## What the task requires:
Begin at the line that contains "Every instance of the white dog" and repeat every line from there to the end of the records below, inclusive, without adding any other line.

## Supplied material:
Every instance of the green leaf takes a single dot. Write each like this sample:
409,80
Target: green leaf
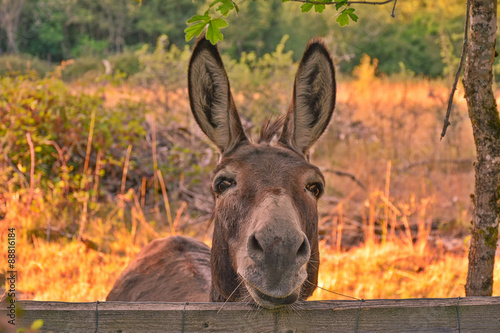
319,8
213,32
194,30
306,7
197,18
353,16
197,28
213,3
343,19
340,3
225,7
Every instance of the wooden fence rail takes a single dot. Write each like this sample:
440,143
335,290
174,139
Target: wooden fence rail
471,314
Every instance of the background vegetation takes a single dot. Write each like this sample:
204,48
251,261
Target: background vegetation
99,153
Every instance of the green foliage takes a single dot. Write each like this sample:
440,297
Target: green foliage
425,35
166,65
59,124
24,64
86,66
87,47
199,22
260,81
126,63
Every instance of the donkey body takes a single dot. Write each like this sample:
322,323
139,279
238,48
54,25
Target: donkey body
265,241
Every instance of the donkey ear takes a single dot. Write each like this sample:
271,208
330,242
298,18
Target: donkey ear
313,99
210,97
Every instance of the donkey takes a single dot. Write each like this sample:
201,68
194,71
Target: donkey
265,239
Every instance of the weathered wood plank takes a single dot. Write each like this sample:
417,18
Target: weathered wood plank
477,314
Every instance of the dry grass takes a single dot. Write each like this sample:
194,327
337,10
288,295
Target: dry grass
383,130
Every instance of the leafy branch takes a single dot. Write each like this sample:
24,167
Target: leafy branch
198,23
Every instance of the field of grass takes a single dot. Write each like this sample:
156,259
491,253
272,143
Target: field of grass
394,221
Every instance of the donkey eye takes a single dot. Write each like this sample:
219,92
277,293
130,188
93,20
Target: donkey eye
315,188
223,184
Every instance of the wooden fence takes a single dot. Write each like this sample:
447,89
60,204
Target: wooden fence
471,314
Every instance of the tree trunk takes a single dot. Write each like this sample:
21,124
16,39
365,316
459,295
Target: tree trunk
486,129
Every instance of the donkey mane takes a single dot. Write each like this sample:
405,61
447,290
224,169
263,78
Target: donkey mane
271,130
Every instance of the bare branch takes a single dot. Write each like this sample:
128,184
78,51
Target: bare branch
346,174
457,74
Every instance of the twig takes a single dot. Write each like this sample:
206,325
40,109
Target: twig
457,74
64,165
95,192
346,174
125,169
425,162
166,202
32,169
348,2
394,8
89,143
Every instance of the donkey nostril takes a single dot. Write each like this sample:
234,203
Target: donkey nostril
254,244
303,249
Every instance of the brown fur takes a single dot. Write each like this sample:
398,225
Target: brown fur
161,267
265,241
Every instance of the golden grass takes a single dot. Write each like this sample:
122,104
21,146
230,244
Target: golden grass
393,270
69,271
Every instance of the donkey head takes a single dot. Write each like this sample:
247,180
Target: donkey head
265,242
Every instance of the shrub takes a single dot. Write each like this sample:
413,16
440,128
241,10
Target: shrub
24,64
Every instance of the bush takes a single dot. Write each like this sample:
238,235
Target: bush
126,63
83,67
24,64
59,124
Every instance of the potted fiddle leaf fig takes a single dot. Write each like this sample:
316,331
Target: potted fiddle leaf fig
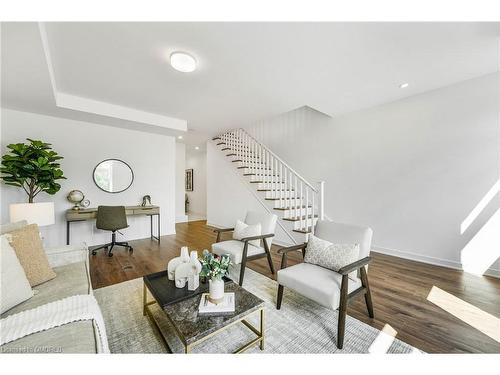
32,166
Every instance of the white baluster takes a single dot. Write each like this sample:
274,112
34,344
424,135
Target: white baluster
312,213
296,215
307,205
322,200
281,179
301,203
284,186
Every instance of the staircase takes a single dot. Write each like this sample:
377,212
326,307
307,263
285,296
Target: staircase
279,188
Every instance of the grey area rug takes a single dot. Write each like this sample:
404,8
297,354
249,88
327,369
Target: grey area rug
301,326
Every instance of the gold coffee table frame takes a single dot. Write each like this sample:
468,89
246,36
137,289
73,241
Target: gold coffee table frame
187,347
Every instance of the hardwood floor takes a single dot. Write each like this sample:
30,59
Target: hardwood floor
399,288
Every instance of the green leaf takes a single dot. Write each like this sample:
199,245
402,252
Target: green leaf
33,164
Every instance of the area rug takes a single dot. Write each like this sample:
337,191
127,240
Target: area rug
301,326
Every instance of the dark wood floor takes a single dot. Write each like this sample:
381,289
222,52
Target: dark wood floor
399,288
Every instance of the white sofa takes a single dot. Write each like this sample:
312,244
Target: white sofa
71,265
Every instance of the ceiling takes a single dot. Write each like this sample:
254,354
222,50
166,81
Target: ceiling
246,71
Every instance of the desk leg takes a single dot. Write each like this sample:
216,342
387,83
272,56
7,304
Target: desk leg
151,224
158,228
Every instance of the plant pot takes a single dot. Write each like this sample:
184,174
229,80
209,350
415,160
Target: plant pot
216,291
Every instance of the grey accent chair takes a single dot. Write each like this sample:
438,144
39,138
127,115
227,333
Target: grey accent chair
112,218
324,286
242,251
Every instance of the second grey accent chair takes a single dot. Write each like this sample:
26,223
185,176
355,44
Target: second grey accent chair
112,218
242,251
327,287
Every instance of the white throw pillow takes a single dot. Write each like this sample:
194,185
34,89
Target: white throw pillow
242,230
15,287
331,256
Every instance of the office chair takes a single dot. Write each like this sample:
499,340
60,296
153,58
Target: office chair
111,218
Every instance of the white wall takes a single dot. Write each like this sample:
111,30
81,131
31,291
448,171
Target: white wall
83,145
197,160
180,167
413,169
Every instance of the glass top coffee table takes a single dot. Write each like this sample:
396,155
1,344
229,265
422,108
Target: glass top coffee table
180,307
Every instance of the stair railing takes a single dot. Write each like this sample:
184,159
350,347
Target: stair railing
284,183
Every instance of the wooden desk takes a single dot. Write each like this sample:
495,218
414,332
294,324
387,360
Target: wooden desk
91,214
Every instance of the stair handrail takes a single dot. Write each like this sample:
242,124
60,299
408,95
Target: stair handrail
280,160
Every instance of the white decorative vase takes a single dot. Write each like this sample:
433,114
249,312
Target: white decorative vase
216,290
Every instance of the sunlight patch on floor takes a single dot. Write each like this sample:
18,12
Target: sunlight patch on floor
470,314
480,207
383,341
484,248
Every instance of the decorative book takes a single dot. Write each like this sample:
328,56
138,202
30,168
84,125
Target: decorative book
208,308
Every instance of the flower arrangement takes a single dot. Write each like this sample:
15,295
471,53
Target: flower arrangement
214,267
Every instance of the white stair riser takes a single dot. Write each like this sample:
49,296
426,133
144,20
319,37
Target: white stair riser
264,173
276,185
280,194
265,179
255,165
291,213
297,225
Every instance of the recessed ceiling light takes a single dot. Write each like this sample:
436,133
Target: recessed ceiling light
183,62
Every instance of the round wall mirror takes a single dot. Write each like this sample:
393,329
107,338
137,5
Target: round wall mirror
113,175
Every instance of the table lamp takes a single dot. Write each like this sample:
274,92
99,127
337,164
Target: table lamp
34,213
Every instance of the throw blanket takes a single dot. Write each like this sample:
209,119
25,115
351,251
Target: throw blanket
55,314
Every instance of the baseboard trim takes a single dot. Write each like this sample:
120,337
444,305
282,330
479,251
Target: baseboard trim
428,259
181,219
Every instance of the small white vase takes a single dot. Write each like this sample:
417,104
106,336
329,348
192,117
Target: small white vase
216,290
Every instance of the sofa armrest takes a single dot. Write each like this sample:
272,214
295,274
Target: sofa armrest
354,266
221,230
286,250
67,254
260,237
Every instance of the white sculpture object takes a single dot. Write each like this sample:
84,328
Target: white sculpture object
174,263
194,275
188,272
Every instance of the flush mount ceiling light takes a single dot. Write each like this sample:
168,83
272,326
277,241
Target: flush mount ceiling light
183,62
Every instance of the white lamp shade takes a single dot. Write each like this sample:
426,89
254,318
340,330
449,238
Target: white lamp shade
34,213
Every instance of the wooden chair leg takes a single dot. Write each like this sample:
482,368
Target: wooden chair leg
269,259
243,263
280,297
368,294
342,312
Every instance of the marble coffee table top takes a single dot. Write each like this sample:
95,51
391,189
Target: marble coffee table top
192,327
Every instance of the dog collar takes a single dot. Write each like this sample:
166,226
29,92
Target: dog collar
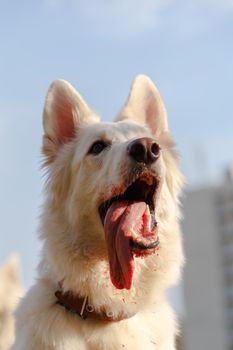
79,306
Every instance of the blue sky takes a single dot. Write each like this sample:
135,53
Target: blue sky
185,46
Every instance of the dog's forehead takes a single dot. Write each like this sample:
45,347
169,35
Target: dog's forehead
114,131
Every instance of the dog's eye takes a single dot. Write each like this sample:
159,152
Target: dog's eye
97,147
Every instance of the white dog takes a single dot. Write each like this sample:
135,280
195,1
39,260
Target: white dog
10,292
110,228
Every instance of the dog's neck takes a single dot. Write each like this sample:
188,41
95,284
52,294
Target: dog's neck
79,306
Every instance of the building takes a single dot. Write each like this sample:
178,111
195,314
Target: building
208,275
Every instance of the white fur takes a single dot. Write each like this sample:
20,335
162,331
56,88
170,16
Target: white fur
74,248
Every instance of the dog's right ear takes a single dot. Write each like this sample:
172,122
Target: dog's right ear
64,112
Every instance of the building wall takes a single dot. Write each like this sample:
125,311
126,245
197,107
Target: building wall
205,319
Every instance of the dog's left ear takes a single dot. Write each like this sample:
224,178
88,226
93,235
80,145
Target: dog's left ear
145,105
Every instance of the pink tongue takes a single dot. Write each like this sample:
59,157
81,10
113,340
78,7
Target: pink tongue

## Full response:
Every instance of the white dog takes a single dot. Write each like this sample:
135,280
195,1
39,260
Target: white dog
10,292
110,228
Every instance of the dog's neck takes a single dot. Write each like this sample:
188,41
95,284
52,294
Target: dog's neck
79,306
Every instance of the building takes a single dot. Write each like this sample:
178,111
195,314
Target: building
208,275
Every instance of the white fur takes a single dot. Write each like this sample:
20,335
162,331
56,88
170,16
Target: white fur
74,248
Every instance of the dog's right ear takes a single dot. Write each like this sample:
172,122
Target: dog's right ear
64,112
Every instance of the building wall takes a single dot. Write each like this sample:
125,311
126,245
197,107
Target: building wall
205,319
Every instance of the dog's left ear takes a single dot. Write each like this sample:
224,178
88,226
93,235
80,145
Target: dog's left ear
145,105
Every instance of the pink tongue takes a single dot. Write each like this sample:
59,157
81,10
113,340
78,7
Target: pink tongue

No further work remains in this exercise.